Joshi & Balik

Case

[2025] FedCFamC1F 418

15 May 2025


FEDERAL CIRCUIT AND FAMILY COURT OF AUSTRALIA

(DIVISION 1)

Joshi & Balik [2025] FedCFamC1F 418

File number(s): MLC 5917 of 2024
Judgment of: JOHNS J
Date of judgment: 15 May 2025
Catchwords: FAMILY LAW – CHILDREN – Ex Tempore Reasons –Minute of Consent – best interests – live with – decision-making – where the father sought a variation of final parenting orders – where the mother alleged that the father used court processes to intimidate and harass – where there was a history of family violence perpetrated by the father – where the parties reached agreement during the course of proceedings – the mother to have sole decision-making authority – the child to live with the mother – the child to spend time with the father once a month and to have video call communication with him – passport to be issued to the child without the consent of the father  
Legislation Family Law Act 1975 (Cth) ss 60CA, 60CC
Division: Division 1 First Instance
Number of paragraphs: 21
Date of hearing: 15 May 2025
Place: Melbourne
Counsel for the Applicant: Mr Kaufman
Solicitor for the Applicant: Cordoba Legal
Counsel for the Respondent: Mr Whitchurch
Solicitor for the Respondent: Michelle Moloney Family Lawyers

ORDERS

MLC 5917 of 2024

FEDERAL CIRCUIT AND FAMILY COURT OF AUSTRALIA (DIVISION 1)

= = =

● Requirements: List every counsel and solicitor named in the judgment header, and say which party each represents. Rely only on the judgment header for this.

= = =

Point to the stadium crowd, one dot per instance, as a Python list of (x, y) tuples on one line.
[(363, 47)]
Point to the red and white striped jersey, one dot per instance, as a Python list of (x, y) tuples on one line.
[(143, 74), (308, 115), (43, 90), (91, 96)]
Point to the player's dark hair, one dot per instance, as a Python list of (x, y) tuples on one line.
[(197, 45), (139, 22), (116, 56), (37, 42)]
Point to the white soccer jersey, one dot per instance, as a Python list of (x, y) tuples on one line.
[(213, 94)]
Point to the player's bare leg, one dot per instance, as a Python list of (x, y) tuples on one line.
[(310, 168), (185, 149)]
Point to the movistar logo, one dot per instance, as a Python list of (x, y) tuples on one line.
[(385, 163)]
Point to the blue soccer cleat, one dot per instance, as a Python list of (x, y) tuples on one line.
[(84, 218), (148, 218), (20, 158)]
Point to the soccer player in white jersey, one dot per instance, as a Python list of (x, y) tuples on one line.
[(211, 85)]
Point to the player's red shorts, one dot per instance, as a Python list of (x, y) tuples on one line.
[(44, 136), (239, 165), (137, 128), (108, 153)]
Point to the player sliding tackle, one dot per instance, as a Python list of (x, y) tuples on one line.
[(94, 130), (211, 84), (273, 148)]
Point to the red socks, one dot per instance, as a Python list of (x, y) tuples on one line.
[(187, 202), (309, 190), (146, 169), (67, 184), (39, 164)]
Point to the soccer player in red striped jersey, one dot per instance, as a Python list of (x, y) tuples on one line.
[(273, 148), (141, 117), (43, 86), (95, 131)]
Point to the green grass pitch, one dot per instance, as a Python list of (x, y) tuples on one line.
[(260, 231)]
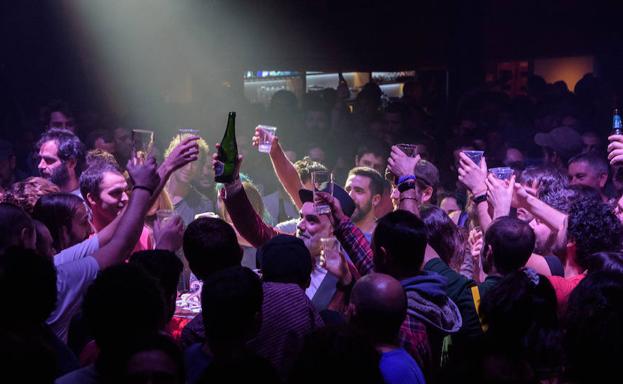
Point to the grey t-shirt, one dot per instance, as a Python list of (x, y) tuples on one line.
[(76, 269)]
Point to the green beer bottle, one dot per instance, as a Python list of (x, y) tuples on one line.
[(617, 126), (227, 153)]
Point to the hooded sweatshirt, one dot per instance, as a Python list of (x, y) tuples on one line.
[(431, 315)]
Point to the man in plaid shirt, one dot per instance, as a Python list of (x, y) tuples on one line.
[(399, 244)]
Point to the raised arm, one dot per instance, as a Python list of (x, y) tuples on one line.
[(184, 153), (350, 237), (473, 176), (284, 169), (146, 180), (248, 223)]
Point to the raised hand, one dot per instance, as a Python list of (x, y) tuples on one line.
[(615, 150), (400, 164), (144, 175), (257, 137), (334, 261), (473, 175), (520, 197), (500, 194), (185, 152)]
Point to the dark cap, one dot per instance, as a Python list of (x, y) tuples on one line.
[(348, 205), (426, 172), (6, 150), (566, 141), (284, 259)]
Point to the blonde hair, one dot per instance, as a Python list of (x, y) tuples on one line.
[(25, 193)]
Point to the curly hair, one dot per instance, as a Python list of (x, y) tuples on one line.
[(546, 179), (25, 193), (563, 198), (69, 146), (594, 228)]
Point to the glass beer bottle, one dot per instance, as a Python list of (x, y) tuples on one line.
[(227, 153), (617, 126)]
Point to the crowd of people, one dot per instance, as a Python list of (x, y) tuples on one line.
[(427, 265)]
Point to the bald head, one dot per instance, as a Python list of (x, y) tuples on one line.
[(379, 306), (378, 291)]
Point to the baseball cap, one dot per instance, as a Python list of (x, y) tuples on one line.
[(348, 205), (284, 259), (564, 140)]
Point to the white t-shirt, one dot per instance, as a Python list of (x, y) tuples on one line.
[(83, 249)]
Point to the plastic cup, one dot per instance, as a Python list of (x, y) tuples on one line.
[(266, 137), (474, 156), (142, 141), (408, 149), (330, 244), (322, 182), (502, 173), (164, 214)]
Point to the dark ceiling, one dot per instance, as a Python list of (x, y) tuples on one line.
[(40, 58)]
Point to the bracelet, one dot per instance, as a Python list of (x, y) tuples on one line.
[(404, 178), (479, 199), (151, 191)]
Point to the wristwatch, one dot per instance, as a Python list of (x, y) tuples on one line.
[(479, 199), (402, 187)]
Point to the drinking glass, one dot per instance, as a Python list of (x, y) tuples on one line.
[(474, 156), (330, 244), (187, 132), (322, 182), (142, 141), (502, 173), (266, 137), (164, 214)]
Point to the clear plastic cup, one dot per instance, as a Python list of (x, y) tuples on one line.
[(187, 132), (266, 137), (322, 182), (330, 244), (408, 149), (502, 173), (474, 156), (142, 141), (164, 214)]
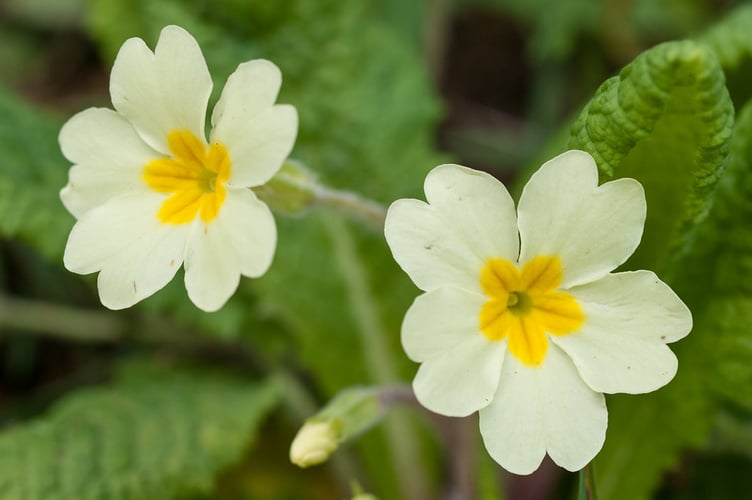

= = =

● The output:
- Mr Kaufman: counsel for the Applicant
- Cordoba Legal: solicitor for the Applicant
- Mr Whitchurch: counsel for the Respondent
- Michelle Moloney Family Lawyers: solicitor for the Respondent